Data items
== == ==
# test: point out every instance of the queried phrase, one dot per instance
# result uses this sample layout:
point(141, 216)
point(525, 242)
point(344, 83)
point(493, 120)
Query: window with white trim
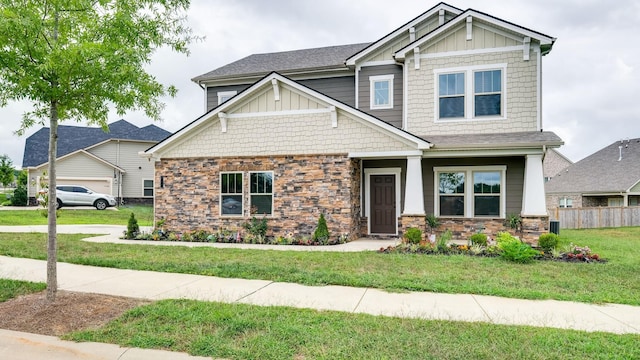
point(381, 88)
point(566, 202)
point(225, 95)
point(261, 192)
point(147, 187)
point(231, 193)
point(477, 191)
point(470, 93)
== == ==
Reproduce the material above unchanged except for one substitution: change "white trim" to "gray trim" wherever it occurs. Leave the picture out of your answer.

# test: point out every instance of the queried phrase, one dot per instance
# result uses this sample layout:
point(141, 216)
point(525, 242)
point(344, 83)
point(493, 120)
Query: window with gray trim
point(381, 88)
point(566, 202)
point(225, 95)
point(261, 192)
point(147, 187)
point(231, 193)
point(477, 191)
point(470, 93)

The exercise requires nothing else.